Data extracted from a collection:

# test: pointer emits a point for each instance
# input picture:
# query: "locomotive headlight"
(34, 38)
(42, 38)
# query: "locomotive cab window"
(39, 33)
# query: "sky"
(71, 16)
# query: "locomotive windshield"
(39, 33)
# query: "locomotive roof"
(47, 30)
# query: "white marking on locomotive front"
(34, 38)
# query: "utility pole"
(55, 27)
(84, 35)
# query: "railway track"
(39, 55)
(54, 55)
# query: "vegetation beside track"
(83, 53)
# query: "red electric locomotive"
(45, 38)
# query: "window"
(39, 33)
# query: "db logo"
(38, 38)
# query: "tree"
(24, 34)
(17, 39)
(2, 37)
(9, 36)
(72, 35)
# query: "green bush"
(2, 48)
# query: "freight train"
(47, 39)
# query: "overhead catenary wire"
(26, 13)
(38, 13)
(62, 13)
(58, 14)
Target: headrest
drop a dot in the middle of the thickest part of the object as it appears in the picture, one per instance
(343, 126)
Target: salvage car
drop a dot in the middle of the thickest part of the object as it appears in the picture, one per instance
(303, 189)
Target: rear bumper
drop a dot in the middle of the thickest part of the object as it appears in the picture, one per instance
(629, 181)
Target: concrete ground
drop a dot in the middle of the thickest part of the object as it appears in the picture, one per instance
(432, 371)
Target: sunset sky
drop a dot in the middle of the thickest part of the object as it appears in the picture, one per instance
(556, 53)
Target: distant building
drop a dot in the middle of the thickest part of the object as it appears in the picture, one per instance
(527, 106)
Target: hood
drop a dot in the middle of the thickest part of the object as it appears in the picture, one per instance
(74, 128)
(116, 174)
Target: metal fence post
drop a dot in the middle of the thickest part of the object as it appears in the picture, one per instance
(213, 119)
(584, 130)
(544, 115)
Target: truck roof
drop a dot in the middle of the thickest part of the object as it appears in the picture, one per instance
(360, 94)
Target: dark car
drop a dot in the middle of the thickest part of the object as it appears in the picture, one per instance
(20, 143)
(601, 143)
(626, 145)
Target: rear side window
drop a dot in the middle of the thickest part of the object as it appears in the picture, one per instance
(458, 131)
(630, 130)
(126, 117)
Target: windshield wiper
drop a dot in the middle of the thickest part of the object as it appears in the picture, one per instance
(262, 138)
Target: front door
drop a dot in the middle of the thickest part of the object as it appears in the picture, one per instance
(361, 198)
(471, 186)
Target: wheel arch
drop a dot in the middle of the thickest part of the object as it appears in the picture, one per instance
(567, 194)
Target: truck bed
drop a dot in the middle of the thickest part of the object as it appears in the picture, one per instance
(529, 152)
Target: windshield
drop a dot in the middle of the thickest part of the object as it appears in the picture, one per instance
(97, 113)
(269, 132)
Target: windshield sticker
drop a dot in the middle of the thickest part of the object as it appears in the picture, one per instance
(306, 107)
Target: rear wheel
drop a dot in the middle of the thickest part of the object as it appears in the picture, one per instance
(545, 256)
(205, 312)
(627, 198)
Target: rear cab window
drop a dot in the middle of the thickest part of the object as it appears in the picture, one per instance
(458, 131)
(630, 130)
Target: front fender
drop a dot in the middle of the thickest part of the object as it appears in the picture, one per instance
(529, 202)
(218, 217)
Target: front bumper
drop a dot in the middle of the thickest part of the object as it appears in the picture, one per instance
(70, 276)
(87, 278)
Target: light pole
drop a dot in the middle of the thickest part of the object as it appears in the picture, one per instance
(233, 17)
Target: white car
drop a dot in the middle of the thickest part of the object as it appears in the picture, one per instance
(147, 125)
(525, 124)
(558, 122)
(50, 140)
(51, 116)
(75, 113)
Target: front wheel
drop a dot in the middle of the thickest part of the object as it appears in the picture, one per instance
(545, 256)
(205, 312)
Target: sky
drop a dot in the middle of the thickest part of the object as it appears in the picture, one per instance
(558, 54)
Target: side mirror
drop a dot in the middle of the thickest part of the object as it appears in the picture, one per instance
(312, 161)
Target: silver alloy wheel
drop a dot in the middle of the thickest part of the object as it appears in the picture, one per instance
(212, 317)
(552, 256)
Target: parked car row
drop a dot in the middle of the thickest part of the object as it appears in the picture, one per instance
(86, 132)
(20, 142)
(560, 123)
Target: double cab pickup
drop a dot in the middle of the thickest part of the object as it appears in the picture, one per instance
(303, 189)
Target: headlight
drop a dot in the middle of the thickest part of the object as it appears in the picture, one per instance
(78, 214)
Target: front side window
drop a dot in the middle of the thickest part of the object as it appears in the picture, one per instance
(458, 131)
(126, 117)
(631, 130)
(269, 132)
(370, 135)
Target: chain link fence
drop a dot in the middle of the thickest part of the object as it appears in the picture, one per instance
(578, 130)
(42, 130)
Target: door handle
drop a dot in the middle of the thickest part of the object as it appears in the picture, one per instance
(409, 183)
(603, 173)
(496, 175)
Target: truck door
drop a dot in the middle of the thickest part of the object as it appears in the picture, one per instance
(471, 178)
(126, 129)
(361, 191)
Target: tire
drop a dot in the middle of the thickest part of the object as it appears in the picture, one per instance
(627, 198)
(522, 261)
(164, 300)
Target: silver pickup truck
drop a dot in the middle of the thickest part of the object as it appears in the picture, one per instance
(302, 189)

### WHAT THIS TASK INVOLVES:
Among the lines above, which hold the word "truck"? Report each one.

### SOLUTION FOR THIS EXERCISE:
Target: truck roof
Target: truck bed
Target: truck door
Target: silver pickup truck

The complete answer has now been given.